[[ SOURCE DATA, beginning ]]

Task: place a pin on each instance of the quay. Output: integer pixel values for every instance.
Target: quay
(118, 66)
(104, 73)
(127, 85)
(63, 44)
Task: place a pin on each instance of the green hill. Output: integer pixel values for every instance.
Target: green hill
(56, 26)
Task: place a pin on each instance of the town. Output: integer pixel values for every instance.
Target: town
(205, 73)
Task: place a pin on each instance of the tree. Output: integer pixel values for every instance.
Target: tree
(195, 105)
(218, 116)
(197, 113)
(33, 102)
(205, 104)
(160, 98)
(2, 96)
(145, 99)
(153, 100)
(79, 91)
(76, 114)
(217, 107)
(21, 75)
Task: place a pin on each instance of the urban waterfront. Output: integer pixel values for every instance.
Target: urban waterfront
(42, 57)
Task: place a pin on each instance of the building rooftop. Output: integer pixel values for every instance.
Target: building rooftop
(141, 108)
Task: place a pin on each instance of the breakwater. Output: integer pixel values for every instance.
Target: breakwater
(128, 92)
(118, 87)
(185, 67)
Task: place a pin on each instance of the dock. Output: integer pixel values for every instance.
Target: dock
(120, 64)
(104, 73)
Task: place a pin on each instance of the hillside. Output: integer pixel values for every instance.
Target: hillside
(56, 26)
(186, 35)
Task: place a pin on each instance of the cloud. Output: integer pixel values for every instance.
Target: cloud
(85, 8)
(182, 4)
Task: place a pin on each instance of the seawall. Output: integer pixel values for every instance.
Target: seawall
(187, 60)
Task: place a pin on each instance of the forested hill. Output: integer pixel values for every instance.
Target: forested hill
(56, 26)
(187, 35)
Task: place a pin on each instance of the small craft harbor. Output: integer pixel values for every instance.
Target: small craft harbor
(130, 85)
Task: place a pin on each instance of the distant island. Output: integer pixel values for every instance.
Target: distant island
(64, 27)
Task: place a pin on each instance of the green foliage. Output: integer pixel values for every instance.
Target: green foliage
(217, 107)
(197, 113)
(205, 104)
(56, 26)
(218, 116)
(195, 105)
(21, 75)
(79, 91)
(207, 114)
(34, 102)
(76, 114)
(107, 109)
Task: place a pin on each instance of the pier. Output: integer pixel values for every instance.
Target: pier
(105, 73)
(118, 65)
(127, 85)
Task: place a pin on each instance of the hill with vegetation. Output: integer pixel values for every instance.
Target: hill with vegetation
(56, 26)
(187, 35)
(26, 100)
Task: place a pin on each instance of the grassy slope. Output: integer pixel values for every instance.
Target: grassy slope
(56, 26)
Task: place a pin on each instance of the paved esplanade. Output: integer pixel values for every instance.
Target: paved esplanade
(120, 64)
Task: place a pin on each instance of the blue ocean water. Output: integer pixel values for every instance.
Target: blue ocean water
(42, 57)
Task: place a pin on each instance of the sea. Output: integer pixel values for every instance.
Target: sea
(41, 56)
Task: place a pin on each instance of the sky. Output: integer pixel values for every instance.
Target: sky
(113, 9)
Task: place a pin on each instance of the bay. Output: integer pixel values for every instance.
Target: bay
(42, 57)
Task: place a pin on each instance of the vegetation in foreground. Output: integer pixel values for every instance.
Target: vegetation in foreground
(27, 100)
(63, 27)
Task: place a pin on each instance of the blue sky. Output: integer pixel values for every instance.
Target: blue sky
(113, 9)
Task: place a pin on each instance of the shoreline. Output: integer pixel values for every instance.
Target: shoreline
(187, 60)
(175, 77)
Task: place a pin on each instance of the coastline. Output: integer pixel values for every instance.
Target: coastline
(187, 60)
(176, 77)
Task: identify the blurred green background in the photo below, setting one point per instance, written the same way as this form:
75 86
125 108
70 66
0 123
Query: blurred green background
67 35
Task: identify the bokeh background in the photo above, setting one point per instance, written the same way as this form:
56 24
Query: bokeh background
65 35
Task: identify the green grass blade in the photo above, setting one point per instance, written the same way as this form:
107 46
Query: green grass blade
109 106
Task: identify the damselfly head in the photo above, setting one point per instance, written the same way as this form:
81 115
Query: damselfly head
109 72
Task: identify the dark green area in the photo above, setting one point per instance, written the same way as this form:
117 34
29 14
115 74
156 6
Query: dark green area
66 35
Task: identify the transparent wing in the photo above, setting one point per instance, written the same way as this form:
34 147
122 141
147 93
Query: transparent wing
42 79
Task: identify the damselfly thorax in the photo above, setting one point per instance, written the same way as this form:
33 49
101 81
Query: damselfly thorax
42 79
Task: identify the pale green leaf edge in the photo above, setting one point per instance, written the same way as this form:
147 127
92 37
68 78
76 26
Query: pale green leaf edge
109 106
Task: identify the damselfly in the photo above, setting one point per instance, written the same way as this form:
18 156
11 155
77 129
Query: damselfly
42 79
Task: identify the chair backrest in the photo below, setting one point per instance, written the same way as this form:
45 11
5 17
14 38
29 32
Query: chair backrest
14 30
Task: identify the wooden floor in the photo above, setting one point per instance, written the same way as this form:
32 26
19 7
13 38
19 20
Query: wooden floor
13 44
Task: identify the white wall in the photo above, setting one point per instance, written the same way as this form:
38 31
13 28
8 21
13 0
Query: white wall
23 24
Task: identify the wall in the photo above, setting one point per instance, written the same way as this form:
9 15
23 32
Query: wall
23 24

[[ SOURCE DATA, end ]]

* _EXERCISE_: The lines in the records above that include the word "below" must be copied out.

* _RESPONSE BOX_:
Task: identify the blurred green background in the photo below, setting one point per instance, written the same way as this form:
Task: identify the chair backrest in the photo below, setting one point per instance, written the same way as this form:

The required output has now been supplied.